HomeNewsSafe Haven Baby Box unveiled at Jackson fire station

Safe Haven Baby Box unveiled at Jackson fire station

It was earlier this year when a newborn baby was found in a dumpster in Jackson whose life was saved by the actions of Jackson Police officer Tim McClain and other first responders.

A step was officially taken last week that would hopefully give the mother of any future babies in similar situations a safer way to separate themselves from their baby if they can’t or don’t want to raise them and keep them safe in the meantime.

The first Save Haven Baby Box in Jackson was installed earlier this year and was officially unveiled at a ceremony last week at Jackson Fire Station No. 2 on Westwood Avenue in LANA.

Mayor Scott Conger was on hand for the ceremony along with JFD Chief Don Friddle.

Christy Tillman with Jackson Medlink Communications and Jana Compton, formerly with JFD and now with Madison County Fire Department, were instrumental in getting a box installed in Jackson when they saw a possible need for it and its benefits.

“Every life is important. Every life deserves a chance,” Conger said at the ceremony. “So we’re glad to provide this safe option to keep these children safe in a dire moment in their lives.”

“It’s great to be able to put this officially into service today,” Friddle said. “[Tillman and Compton] presented this with so much passion last year that we knew we needed to do this, and we’re glad to have this in Jackson.”

Monica Kelsey is the creator of the program, and she was in Jackson for the event.

“It never gets old to get a call from a fire chief and they say, ‘Hey we’ve got a baby here,’” Kelsey said. “This is a last resort option – always has and always will be.

“We’d rather there be a parenting plan in place that the child can enter into once that child is born, but if that’s not a viable option, this is.”

## Supplied information
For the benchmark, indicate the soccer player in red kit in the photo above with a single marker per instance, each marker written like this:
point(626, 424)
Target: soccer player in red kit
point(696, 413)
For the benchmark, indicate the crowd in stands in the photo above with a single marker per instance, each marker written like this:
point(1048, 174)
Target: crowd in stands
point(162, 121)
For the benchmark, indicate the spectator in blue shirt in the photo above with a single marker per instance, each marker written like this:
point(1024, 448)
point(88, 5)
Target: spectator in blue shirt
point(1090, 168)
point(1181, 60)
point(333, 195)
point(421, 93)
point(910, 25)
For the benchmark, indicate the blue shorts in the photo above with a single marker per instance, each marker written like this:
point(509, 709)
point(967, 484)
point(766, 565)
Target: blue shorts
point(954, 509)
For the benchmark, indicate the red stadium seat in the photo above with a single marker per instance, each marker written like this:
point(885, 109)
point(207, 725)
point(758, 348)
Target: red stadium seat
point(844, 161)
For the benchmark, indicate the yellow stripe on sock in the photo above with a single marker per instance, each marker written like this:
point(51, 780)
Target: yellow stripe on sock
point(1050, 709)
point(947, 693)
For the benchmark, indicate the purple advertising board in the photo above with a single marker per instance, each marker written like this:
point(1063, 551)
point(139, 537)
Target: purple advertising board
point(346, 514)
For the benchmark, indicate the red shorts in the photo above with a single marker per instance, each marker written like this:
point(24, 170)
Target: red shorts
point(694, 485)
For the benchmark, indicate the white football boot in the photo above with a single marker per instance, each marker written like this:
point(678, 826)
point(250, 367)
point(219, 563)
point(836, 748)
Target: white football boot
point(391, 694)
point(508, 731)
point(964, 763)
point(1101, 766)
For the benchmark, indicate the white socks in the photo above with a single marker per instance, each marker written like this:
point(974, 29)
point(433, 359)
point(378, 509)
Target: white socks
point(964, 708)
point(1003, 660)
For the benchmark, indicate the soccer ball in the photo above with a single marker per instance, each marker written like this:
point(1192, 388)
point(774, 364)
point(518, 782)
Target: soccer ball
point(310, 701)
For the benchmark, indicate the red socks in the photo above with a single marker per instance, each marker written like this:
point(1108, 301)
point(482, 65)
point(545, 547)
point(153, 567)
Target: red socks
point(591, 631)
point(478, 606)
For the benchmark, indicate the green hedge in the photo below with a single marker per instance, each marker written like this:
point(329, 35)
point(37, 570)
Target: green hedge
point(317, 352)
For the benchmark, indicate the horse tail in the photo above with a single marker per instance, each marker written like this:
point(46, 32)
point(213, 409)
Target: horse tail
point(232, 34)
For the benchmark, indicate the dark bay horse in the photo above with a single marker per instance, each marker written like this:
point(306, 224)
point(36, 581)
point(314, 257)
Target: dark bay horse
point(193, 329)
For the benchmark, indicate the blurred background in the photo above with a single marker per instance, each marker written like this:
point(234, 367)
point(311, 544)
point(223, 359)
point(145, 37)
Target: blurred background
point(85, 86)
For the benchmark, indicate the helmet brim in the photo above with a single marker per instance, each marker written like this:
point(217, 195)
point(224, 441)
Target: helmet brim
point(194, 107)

## Exercise description
From the news article on the Jackson baby box, reproduce verbatim the passage that opens with the words containing "Christy Tillman with" and closes with "for the event.".

## Reply
Christy Tillman with Jackson Medlink Communications and Jana Compton, formerly with JFD and now with Madison County Fire Department, were instrumental in getting a box installed in Jackson when they saw a possible need for it and its benefits.

“Every life is important. Every life deserves a chance,” Conger said at the ceremony. “So we’re glad to provide this safe option to keep these children safe in a dire moment in their lives.”

“It’s great to be able to put this officially into service today,” Friddle said. “[Tillman and Compton] presented this with so much passion last year that we knew we needed to do this, and we’re glad to have this in Jackson.”

Monica Kelsey is the creator of the program, and she was in Jackson for the event.